| What you will do |
Exactly as given, write out the lines from the one containing "For the benchmark, drop one pin per instance of the single-story" through the end of the listing, with both ends included and nothing else.

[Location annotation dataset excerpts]
....................
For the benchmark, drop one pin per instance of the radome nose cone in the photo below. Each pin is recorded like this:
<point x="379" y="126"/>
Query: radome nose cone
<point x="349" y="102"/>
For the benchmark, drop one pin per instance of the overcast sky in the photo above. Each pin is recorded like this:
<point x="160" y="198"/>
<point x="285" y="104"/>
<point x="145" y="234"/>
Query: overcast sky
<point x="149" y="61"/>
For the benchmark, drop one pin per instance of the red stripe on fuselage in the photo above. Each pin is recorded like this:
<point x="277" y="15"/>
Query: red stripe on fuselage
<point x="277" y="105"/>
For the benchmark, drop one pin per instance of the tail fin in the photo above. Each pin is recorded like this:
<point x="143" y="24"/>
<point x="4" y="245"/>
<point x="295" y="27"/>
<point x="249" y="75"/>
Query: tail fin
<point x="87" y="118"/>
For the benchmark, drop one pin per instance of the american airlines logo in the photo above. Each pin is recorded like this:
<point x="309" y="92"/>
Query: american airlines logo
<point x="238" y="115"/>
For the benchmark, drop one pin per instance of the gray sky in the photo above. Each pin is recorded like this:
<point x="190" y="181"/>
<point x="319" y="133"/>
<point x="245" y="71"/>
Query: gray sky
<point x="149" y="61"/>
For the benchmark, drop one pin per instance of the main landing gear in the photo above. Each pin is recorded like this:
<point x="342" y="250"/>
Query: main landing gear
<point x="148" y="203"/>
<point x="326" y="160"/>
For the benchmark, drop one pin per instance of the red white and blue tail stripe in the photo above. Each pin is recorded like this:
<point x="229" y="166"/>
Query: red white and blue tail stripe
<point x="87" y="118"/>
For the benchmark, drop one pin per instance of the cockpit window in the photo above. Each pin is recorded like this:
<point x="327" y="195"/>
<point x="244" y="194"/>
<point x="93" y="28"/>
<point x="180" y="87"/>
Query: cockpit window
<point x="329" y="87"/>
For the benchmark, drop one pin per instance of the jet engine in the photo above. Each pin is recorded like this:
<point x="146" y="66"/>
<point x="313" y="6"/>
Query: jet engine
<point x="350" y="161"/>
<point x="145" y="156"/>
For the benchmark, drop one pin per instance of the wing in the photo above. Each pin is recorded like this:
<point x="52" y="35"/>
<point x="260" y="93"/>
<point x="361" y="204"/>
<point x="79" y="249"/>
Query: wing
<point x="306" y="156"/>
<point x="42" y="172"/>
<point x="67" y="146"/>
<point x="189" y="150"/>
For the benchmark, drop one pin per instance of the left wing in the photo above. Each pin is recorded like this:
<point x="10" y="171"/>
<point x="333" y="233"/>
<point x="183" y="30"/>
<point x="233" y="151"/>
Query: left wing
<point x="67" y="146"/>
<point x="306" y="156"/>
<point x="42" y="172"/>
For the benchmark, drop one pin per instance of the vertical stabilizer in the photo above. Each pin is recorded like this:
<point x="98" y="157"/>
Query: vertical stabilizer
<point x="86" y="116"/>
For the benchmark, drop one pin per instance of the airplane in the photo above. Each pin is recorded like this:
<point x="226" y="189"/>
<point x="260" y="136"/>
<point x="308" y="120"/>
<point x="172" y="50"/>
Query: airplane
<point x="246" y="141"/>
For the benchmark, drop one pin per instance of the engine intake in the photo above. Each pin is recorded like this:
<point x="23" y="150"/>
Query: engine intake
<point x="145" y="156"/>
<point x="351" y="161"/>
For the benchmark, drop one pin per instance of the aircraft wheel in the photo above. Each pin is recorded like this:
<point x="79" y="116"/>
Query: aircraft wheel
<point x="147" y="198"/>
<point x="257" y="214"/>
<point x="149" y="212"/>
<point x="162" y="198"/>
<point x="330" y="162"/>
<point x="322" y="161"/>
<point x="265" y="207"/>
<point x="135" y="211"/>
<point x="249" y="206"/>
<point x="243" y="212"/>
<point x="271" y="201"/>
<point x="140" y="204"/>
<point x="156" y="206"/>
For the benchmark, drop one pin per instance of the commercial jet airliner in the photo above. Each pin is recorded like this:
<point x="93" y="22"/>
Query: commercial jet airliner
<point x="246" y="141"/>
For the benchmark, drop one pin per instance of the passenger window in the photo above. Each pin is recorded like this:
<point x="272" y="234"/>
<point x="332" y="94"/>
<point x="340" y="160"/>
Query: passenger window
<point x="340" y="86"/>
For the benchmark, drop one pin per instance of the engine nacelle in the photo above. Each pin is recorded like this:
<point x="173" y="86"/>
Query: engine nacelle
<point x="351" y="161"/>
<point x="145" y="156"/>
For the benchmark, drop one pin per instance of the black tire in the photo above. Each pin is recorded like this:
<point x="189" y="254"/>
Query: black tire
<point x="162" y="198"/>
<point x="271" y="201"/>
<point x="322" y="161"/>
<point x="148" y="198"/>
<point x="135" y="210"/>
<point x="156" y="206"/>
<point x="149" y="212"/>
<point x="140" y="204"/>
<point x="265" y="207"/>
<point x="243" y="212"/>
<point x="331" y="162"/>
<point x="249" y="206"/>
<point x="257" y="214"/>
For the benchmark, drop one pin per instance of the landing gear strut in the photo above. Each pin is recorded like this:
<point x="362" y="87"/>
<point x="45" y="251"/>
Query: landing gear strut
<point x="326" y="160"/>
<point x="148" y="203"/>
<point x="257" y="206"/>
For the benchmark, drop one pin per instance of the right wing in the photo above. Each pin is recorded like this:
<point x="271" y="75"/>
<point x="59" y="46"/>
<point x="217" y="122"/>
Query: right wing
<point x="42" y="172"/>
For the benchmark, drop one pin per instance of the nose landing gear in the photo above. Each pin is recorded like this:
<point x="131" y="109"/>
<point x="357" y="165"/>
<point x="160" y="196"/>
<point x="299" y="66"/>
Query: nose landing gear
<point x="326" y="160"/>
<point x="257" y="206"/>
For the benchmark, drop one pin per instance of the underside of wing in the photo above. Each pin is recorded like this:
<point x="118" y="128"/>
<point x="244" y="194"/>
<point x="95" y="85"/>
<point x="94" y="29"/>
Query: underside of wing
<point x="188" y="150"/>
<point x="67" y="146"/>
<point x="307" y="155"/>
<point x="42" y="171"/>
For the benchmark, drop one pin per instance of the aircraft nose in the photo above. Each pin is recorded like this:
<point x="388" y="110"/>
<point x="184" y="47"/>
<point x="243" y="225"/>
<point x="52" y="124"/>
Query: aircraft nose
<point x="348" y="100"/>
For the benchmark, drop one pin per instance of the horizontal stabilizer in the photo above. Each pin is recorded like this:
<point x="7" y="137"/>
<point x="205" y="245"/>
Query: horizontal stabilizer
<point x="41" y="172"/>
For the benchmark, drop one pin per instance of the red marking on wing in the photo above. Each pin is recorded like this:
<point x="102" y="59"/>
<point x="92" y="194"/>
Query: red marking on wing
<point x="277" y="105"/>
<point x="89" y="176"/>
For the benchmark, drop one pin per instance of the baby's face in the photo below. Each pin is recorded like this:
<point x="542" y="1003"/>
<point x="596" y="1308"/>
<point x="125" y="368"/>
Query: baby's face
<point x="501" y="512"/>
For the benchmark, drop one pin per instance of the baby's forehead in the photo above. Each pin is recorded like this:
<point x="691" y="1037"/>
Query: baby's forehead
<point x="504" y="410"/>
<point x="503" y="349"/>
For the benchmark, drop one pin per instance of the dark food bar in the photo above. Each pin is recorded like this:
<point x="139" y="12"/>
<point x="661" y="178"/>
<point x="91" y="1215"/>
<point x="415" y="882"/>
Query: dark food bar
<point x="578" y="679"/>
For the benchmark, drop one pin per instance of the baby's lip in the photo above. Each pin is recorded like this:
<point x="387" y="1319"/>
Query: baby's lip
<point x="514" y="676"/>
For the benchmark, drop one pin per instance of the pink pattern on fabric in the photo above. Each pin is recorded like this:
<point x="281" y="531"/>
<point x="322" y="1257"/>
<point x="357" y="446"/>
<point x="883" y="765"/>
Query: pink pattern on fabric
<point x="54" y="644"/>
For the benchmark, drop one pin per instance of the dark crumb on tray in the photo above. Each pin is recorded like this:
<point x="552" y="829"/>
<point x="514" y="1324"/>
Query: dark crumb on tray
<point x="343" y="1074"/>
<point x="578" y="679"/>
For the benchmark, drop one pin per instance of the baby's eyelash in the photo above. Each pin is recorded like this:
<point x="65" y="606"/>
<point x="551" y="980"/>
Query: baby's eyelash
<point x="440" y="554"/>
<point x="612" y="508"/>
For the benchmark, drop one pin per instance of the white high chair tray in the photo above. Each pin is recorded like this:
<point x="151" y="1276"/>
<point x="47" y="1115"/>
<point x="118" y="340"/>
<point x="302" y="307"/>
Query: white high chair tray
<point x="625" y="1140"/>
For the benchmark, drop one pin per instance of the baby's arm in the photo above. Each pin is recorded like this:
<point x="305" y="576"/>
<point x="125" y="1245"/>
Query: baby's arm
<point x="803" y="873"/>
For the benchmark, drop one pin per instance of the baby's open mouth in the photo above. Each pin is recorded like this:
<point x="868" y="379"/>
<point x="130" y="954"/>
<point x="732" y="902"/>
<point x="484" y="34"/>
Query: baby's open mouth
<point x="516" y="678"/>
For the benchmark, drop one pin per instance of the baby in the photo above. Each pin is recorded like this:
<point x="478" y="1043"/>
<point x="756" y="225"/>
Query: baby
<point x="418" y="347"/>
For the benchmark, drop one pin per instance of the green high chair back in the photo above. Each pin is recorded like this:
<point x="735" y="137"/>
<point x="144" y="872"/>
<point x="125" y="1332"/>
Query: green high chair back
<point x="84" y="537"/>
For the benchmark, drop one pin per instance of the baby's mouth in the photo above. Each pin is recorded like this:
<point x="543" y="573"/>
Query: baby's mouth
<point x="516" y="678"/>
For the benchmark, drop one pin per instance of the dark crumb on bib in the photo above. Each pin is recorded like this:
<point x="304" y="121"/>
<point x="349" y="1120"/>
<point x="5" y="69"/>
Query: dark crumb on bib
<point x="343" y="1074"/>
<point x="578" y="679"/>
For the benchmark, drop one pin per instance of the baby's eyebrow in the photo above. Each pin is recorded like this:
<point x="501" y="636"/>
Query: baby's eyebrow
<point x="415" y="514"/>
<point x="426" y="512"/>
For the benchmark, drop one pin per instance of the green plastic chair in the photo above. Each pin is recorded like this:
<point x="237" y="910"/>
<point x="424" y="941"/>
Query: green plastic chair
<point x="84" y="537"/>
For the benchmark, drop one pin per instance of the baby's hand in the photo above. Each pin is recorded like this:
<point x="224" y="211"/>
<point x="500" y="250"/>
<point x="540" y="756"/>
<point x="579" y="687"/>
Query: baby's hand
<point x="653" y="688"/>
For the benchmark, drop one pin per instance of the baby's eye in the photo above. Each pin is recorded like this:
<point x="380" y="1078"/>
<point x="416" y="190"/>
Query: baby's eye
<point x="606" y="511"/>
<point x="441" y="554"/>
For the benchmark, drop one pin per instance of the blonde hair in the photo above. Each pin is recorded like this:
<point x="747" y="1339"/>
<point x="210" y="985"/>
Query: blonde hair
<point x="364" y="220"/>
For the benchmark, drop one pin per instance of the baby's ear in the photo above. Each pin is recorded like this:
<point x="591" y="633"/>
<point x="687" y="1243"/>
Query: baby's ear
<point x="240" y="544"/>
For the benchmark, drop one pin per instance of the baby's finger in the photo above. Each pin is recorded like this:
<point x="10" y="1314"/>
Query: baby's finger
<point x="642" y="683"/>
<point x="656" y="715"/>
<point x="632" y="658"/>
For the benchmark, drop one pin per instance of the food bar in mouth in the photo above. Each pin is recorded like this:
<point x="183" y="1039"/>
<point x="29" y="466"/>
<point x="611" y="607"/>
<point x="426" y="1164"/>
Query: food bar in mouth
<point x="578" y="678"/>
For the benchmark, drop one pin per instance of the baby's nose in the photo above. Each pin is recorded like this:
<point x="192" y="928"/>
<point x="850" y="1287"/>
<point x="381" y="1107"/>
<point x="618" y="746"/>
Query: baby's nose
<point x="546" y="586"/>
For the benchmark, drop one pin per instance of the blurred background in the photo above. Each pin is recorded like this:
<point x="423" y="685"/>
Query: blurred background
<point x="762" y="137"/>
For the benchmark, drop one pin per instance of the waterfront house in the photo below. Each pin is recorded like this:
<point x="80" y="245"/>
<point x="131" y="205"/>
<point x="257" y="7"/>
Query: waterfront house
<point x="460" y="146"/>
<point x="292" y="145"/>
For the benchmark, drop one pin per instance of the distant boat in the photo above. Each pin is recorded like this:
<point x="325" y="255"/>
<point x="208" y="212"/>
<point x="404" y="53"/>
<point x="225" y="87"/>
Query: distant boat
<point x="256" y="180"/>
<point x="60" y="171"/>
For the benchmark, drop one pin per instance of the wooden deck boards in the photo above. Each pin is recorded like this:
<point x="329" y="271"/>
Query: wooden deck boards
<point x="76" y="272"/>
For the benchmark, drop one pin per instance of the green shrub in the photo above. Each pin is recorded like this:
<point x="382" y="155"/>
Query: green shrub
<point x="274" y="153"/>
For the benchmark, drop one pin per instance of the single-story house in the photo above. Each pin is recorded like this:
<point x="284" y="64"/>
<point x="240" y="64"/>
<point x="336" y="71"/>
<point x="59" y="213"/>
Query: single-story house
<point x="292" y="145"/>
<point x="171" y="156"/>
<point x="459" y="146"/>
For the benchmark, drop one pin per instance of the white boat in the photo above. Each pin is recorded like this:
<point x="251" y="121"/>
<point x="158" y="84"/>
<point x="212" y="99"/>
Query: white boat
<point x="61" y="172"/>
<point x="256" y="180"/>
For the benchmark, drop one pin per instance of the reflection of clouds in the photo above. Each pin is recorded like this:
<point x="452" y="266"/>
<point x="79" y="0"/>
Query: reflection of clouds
....................
| The result |
For the benchmark, drop one pin per instance of the single-story house in the photo above. Each pin is recorded like this:
<point x="284" y="64"/>
<point x="240" y="64"/>
<point x="336" y="71"/>
<point x="59" y="213"/>
Query: single-story house
<point x="292" y="145"/>
<point x="171" y="156"/>
<point x="459" y="146"/>
For the benchmark, drop one pin per instance of the white boat in the photo above. Each pin is recorded like this:
<point x="251" y="121"/>
<point x="158" y="84"/>
<point x="212" y="99"/>
Query: white boat
<point x="61" y="172"/>
<point x="256" y="180"/>
For the benchmark, drop one pin per instance of the reflection of clouds in the photo above. Each pin is recorded like this:
<point x="452" y="266"/>
<point x="79" y="0"/>
Query: reflection of clouds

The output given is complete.